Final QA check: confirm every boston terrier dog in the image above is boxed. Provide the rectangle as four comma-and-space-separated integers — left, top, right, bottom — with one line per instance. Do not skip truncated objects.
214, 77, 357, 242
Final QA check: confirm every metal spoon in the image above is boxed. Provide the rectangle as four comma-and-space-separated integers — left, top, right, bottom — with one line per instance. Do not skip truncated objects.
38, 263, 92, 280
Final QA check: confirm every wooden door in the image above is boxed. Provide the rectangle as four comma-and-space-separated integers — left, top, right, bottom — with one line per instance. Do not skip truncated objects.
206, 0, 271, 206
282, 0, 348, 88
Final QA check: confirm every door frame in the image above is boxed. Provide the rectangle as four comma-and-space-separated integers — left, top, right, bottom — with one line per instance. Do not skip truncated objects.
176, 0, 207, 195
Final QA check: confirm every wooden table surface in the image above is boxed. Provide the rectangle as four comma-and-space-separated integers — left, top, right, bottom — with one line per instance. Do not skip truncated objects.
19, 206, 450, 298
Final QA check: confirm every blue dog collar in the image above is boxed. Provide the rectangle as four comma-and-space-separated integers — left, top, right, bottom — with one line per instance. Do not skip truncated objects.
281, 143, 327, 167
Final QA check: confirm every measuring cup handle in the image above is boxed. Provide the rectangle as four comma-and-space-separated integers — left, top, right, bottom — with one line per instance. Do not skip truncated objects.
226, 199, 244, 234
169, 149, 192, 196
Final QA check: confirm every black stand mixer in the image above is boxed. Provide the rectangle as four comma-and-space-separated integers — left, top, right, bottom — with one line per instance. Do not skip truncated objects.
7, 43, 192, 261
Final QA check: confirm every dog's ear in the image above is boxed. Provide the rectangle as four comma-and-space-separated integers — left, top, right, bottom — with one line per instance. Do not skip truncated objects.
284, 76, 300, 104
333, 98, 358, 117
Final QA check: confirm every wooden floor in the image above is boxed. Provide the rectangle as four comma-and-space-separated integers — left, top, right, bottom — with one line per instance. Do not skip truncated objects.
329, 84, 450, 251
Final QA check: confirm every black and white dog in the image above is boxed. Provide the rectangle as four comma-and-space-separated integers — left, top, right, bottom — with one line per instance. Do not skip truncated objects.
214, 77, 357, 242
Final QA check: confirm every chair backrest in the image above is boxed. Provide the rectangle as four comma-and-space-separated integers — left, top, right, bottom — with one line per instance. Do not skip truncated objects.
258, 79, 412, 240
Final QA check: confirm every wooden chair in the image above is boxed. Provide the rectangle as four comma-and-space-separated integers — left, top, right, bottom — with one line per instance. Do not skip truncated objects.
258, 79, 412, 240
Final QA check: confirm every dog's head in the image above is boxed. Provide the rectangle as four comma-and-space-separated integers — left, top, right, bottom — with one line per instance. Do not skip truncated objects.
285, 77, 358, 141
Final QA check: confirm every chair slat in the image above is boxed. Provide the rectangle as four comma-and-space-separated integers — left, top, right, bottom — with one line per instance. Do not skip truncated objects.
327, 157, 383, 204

* **Exercise aim**:
Reproduce the data above in full, swapping every "truncated" for "partially visible" and keeping everything else identical.

* **The answer**:
Final QA check: confirm every boston terrier dog in the image above is boxed. Provide the rectangle as four comma-and-space-separated integers — left, top, right, bottom — with one line per instance. Do not skip partially visible objects.
214, 77, 357, 242
Final QA check: confirm every metal spoon in the image above is boxed. Provide the rectangle as four comma-and-space-separated integers — left, top, right, bottom — with one line per instance. Do not skip partially visible objects.
38, 263, 92, 280
Final QA check: confirm every wooden door in the image above is boxed. Provide the rectangle as four comma-and-space-separated integers — left, top, right, bottom — with one line per instance. Do not skip partially visible objects.
206, 0, 271, 206
282, 0, 348, 88
Final QA check: confirm every door frame in the image above is boxed. Provide the rectangle as four comma-and-space-separated integers — left, top, right, bottom — with one line per instance. Do not skip partially visible objects.
176, 0, 207, 195
Final QA check: confirm every wooden table surface in the image above is boxed. Provide the rectangle as four comma-and-space-separated integers — left, top, right, bottom — with one line per instance. Do not skip partially visible objects.
19, 206, 450, 298
Final QA check: confirm every blue dog collar in the image above is boxed. Provide the rectangle as four comma-and-space-separated integers — left, top, right, bottom — with one line per instance. Do not skip partially visible objects.
281, 143, 327, 167
Final QA check: confirm every measuring cup handle in the image above is boxed. Provide the rectangle as four comma-and-space-separated integers — left, top, right, bottom — with one line per instance. Do not skip partially visible objects.
226, 199, 244, 234
169, 149, 192, 196
Final QA check: confirm every black stand mixer in the image above is boxed. Provide the rectangle as four comma-and-space-separated integers — left, top, right, bottom — with one line per instance. Do not skip partially visible objects.
7, 43, 192, 261
Final QA check: confirm every dog's ear in the image above is boxed. Provide the rectangle as four comma-and-space-separated integers — left, top, right, bottom — with one line per instance. Do not skip partially visible objects.
284, 76, 300, 104
333, 98, 358, 117
Final QA check: confirm every wooden floor in the image above is boxed. Provide the rectangle as four comma-and-space-separated integers — left, top, right, bottom — with one line per instance. Do not skip partially visible objects.
329, 84, 450, 251
Final QA check: confirm every black and white dog in the image above is boxed. Provide the rectangle as four comma-and-space-separated integers — left, top, right, bottom — with one line per instance. Do not skip partially visible objects.
214, 77, 357, 242
Final QA check: confirm every chair backrest in the image above is boxed. Provide the rectangle as four comma-and-space-separated integers — left, top, right, bottom — with one line per instance. Do not skip partially visible objects.
258, 79, 412, 240
Final QA check: confirm every wooden chair in the image above is boxed. Provide the rectangle as four comma-and-space-separated integers — left, top, right, bottom — with one line per instance. Do not skip partially visible objects.
258, 79, 412, 240
Final QA check: confirm every dog's head in the image above is boxed. Provide the rectangle as four comma-and-space-separated integers — left, top, right, bottom — with one line per instance. Do not skip partially visible objects.
285, 77, 358, 141
Final QA check: confirm every chair slat in the image above is boxed. Provide the rectangle as four comma-and-space-separated integers — left, top, right, bottom — with one line per instance. Do not skip partially visible objects.
327, 157, 383, 204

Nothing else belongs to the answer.